README
WATCHED.com puppeteer support
This module gives easy access to puppeteer to help scraping websites.
It has a special router integrated which allows fine grained control of how and if resources are losed.
Setup
The recommended way to setup puppeteer is with a few puppeteer-extra plugins enabled.
npm i --save @watchedcom/puppeteer puppeteer-core puppeteer-extra puppeteer-extra-plugin-anonymize-ua puppeteer-extra-plugin-stealth
# To install chromium
npm i --save puppetter
Inside your addon, add this code. In this example, two puppeteer-extra
plugins are used.
import { setupPageRules } from "@watchedcom/puppeteer";
import puppeteer from "puppeteer-extra";
import AnonymizeUserAgentPlugin from "puppeteer-extra-plugin-anonymize-ua";
import StealthPlugin from "puppeteer-extra-plugin-stealth";
puppeteer.use(StealthPlugin({}));
puppeteer.use(AnonymizeUserAgentPlugin());
Usage
There are some utility functions which will make the usage of puppeteer a little more easy.

What you need to do –
• a. For each statement, say yes or no on whether the puppeteer README agrees, and quote the words that decide it: (i) the recommended setup enables a few puppeteer-extra plugins; (ii) the example code uses three puppeteer-extra plugins; (iii) setupPageRules is imported from "puppeteer-extra".
• b. According to the puppeteer README, what task is the module's easy access to puppeteer meant to help with?
• c. Please carry on writing the puppeteer README from the end of its Usage section.
The items that follow the puppeteer README come from a separate source.

Extracted material –
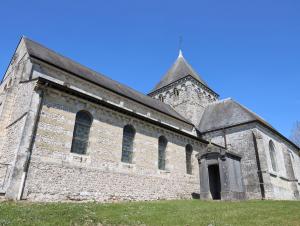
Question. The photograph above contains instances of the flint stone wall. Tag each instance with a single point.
(56, 174)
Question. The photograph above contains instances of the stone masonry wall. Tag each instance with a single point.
(281, 186)
(239, 140)
(15, 98)
(55, 174)
(86, 87)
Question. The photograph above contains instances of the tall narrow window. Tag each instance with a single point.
(188, 155)
(273, 155)
(176, 92)
(127, 143)
(162, 145)
(81, 132)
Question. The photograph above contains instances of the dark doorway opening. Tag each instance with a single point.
(214, 181)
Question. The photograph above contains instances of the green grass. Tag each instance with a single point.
(181, 212)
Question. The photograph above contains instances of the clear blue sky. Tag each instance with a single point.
(245, 49)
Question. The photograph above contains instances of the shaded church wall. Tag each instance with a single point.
(276, 185)
(16, 92)
(85, 87)
(56, 174)
(239, 140)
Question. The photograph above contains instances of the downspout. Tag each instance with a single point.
(259, 172)
(32, 140)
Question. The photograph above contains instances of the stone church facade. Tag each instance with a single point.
(70, 133)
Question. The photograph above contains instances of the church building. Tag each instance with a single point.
(68, 133)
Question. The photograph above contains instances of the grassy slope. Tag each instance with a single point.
(183, 212)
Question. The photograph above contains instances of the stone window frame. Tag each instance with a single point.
(83, 123)
(188, 159)
(128, 137)
(176, 92)
(162, 147)
(273, 157)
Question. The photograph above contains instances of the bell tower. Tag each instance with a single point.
(184, 89)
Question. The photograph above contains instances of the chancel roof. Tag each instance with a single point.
(226, 113)
(44, 54)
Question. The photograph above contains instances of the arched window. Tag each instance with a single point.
(81, 132)
(176, 92)
(161, 98)
(188, 155)
(162, 145)
(273, 155)
(127, 143)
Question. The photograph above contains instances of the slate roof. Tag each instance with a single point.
(180, 69)
(44, 54)
(226, 113)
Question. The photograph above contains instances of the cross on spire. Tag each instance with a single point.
(180, 46)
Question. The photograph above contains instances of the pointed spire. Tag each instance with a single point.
(180, 69)
(180, 53)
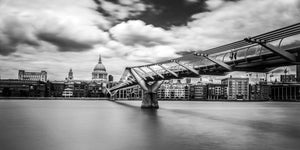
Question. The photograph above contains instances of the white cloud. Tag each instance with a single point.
(235, 21)
(136, 32)
(69, 27)
(123, 9)
(213, 4)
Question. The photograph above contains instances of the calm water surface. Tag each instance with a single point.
(105, 125)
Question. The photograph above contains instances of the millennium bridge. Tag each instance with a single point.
(260, 53)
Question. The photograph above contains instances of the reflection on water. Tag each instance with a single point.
(105, 125)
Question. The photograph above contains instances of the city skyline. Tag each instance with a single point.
(58, 35)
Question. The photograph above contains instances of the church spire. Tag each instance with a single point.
(99, 59)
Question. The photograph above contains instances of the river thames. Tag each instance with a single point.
(177, 125)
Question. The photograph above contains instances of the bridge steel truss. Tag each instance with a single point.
(260, 53)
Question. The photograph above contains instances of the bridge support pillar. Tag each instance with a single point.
(150, 96)
(149, 91)
(150, 100)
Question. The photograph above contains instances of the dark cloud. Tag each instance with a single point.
(64, 43)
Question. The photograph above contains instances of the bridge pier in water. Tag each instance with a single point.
(150, 95)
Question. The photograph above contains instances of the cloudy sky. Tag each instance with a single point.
(56, 35)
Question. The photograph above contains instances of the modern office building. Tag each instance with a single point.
(32, 76)
(130, 93)
(174, 91)
(260, 91)
(236, 88)
(198, 92)
(22, 88)
(285, 91)
(216, 91)
(288, 78)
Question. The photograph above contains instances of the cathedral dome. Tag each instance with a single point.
(99, 67)
(99, 72)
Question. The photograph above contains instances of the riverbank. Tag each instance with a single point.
(107, 98)
(54, 98)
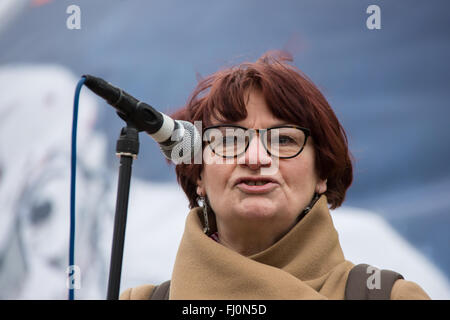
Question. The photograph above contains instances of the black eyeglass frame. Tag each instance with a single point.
(306, 132)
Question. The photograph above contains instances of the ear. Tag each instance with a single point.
(321, 186)
(200, 187)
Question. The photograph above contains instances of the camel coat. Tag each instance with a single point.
(306, 263)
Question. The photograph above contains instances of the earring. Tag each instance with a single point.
(205, 215)
(309, 206)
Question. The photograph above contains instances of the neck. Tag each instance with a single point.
(247, 239)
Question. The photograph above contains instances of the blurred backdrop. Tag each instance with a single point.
(389, 88)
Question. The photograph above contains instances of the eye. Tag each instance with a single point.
(283, 140)
(40, 212)
(229, 139)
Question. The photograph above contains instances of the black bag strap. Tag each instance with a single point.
(358, 288)
(161, 292)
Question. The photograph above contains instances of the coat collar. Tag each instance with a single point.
(306, 263)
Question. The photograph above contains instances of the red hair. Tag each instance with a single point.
(291, 96)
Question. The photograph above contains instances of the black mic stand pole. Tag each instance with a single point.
(127, 149)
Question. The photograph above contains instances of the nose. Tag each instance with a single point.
(256, 155)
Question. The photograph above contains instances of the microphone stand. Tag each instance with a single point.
(127, 149)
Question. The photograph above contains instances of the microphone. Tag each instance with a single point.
(178, 140)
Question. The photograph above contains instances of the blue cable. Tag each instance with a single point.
(73, 171)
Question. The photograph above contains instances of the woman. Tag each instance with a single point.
(274, 157)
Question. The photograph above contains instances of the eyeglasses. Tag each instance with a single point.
(230, 141)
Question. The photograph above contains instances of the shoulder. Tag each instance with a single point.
(138, 293)
(408, 290)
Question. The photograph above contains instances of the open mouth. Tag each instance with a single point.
(256, 185)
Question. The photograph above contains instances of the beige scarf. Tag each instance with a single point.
(307, 263)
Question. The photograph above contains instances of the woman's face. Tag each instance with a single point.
(274, 209)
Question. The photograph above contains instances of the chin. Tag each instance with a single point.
(257, 208)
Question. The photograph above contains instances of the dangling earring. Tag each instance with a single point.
(309, 206)
(205, 215)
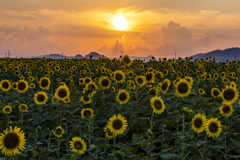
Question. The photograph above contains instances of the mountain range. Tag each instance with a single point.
(220, 55)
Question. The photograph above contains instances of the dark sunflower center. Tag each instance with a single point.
(85, 98)
(40, 97)
(7, 109)
(44, 83)
(58, 131)
(182, 88)
(117, 124)
(164, 86)
(109, 132)
(87, 113)
(229, 94)
(152, 92)
(122, 96)
(127, 60)
(62, 93)
(215, 93)
(226, 109)
(104, 82)
(213, 127)
(87, 81)
(139, 80)
(78, 145)
(198, 122)
(149, 77)
(21, 86)
(157, 104)
(5, 85)
(118, 77)
(23, 107)
(11, 141)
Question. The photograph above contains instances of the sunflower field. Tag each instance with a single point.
(177, 109)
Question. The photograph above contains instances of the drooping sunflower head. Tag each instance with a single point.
(12, 141)
(213, 127)
(157, 104)
(150, 77)
(165, 85)
(109, 134)
(117, 124)
(44, 83)
(58, 132)
(123, 96)
(40, 98)
(87, 113)
(226, 109)
(119, 76)
(5, 85)
(229, 95)
(153, 91)
(22, 86)
(23, 107)
(62, 92)
(183, 88)
(215, 92)
(7, 109)
(78, 145)
(198, 123)
(104, 82)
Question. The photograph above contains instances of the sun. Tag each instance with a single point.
(120, 22)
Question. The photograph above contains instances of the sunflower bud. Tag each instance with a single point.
(92, 147)
(39, 127)
(224, 128)
(150, 132)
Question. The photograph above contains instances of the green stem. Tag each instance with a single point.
(49, 141)
(183, 138)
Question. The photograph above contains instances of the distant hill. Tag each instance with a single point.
(220, 55)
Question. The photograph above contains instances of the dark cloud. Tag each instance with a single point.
(178, 39)
(143, 36)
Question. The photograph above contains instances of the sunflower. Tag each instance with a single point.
(104, 82)
(62, 92)
(229, 94)
(11, 141)
(40, 98)
(123, 96)
(78, 145)
(23, 107)
(113, 89)
(7, 109)
(117, 124)
(201, 91)
(119, 76)
(157, 105)
(226, 110)
(215, 92)
(198, 123)
(109, 134)
(5, 85)
(58, 132)
(213, 127)
(87, 113)
(183, 88)
(126, 60)
(22, 86)
(140, 80)
(164, 85)
(86, 99)
(153, 91)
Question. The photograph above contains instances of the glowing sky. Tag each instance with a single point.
(156, 27)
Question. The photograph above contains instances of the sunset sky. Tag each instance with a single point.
(155, 27)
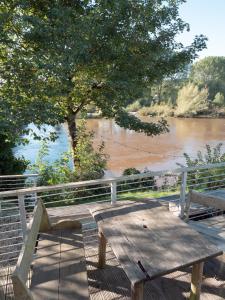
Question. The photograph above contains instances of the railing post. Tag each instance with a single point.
(113, 192)
(22, 211)
(183, 192)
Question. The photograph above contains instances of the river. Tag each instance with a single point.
(130, 149)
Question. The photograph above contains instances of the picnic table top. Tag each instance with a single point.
(148, 240)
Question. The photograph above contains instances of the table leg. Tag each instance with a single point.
(196, 281)
(101, 250)
(137, 291)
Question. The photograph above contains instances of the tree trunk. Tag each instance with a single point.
(71, 121)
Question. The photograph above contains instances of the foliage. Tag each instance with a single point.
(210, 72)
(91, 163)
(191, 101)
(143, 183)
(9, 164)
(219, 100)
(49, 74)
(210, 178)
(164, 110)
(133, 107)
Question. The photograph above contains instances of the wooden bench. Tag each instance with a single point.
(58, 270)
(212, 228)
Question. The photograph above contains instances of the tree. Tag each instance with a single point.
(219, 100)
(210, 72)
(191, 100)
(59, 56)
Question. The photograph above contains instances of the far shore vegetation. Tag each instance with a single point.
(198, 91)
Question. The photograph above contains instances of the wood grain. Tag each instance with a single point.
(147, 237)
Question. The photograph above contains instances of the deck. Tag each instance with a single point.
(112, 283)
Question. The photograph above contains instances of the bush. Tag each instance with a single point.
(157, 110)
(9, 164)
(191, 101)
(136, 183)
(210, 178)
(219, 100)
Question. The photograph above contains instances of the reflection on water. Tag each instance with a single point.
(130, 149)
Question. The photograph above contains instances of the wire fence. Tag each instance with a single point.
(170, 187)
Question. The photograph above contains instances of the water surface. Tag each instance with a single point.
(130, 149)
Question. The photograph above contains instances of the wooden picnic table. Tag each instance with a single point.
(149, 242)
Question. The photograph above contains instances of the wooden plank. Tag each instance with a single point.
(101, 250)
(214, 199)
(59, 271)
(45, 275)
(196, 281)
(137, 291)
(150, 230)
(73, 282)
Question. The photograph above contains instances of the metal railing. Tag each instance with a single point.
(16, 206)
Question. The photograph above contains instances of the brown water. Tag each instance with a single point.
(130, 149)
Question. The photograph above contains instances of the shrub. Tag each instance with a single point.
(219, 100)
(210, 178)
(157, 110)
(136, 183)
(191, 100)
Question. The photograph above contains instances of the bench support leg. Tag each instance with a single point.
(137, 291)
(101, 250)
(196, 281)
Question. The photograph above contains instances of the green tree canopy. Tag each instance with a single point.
(210, 72)
(57, 56)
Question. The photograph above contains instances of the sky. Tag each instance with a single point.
(205, 17)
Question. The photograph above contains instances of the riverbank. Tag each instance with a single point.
(168, 111)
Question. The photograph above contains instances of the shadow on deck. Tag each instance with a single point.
(112, 283)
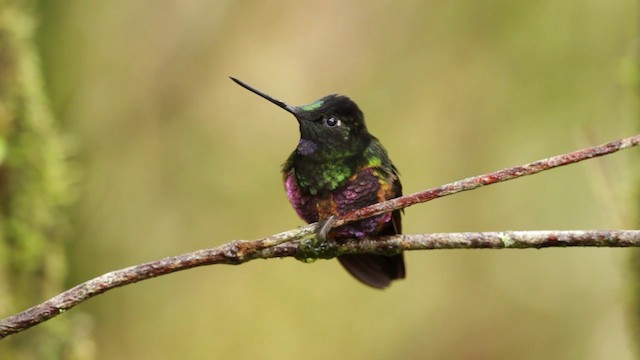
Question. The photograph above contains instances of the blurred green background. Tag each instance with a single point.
(172, 156)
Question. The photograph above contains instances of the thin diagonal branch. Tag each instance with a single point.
(282, 245)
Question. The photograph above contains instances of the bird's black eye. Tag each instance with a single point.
(331, 122)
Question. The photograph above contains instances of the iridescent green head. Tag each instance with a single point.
(330, 126)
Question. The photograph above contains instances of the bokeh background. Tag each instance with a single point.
(171, 156)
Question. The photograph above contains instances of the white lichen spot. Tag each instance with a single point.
(506, 240)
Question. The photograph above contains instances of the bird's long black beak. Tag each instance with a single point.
(281, 104)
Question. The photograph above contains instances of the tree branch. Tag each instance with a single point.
(282, 245)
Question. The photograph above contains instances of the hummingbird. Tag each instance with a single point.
(338, 167)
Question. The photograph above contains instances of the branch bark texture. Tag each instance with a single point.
(299, 243)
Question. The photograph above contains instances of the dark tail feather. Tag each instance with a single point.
(374, 270)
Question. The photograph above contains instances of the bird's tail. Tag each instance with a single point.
(374, 270)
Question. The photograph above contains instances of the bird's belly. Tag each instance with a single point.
(359, 191)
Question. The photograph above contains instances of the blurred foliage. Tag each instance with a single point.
(34, 188)
(176, 157)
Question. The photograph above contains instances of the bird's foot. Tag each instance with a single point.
(324, 226)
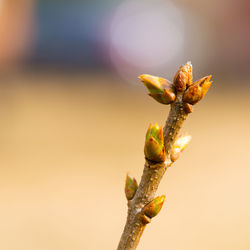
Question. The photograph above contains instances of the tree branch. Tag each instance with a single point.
(143, 206)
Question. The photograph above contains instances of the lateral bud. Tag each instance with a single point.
(178, 147)
(154, 206)
(159, 88)
(197, 91)
(154, 149)
(184, 77)
(130, 187)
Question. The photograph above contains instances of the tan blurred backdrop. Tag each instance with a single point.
(68, 138)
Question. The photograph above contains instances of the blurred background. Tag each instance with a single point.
(73, 118)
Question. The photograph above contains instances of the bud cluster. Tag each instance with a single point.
(165, 92)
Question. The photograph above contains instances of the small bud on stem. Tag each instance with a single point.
(130, 187)
(197, 91)
(178, 147)
(183, 77)
(154, 149)
(154, 207)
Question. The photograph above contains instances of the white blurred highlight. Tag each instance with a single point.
(145, 35)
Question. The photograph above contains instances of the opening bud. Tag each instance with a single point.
(130, 187)
(178, 147)
(197, 91)
(159, 88)
(183, 77)
(154, 206)
(154, 149)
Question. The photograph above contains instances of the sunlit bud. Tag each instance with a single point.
(130, 187)
(179, 145)
(183, 77)
(154, 206)
(159, 88)
(197, 91)
(188, 108)
(154, 149)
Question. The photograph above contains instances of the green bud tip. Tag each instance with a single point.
(159, 88)
(154, 206)
(130, 187)
(154, 145)
(178, 147)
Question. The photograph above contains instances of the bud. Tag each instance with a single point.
(154, 149)
(197, 91)
(130, 187)
(178, 147)
(188, 108)
(183, 77)
(160, 89)
(154, 206)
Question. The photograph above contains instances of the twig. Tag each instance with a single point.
(142, 205)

Answers by task –
• a.
(i) Yes: "The recommended way to setup puppeteer is with a few puppeteer-extra plugins enabled."
(ii) No: "In this example, two puppeteer-extra plugins are used."
(iii) No: "import { setupPageRules } from "@watchedcom/puppeteer";"

• b. Scraping websites.

• c.
addon.registerActionHandler("item", async (input, ctx) => {
const ruleOptions = {
ctx,
rules: [
{ url: [input.url, "example.com/api"], action: "allow" },
{ url: "example.com/js", action: "allow", cache: true }
],
blockPopups: true
};
// Get a browser instance
const browser = await puppeteer.launch();
try {
const page = (await browser.pages())[0];
// Setup the page rules
setupPageRules(page, ruleOptions);
// Open the website and return it's content
await page.open(input.url);
return await page.content();
} finally {
// Close the browser
await browser.close();
}
});
Callbacks inside page rules
To catch one specific URL and return it from an action handler, the following recipe might help you:
addon.registerActionHandler("resolve", async (input, ctx) => {
// outerPromise is a helper to handle this kind of situations.
// See the documentation of this function for more infos.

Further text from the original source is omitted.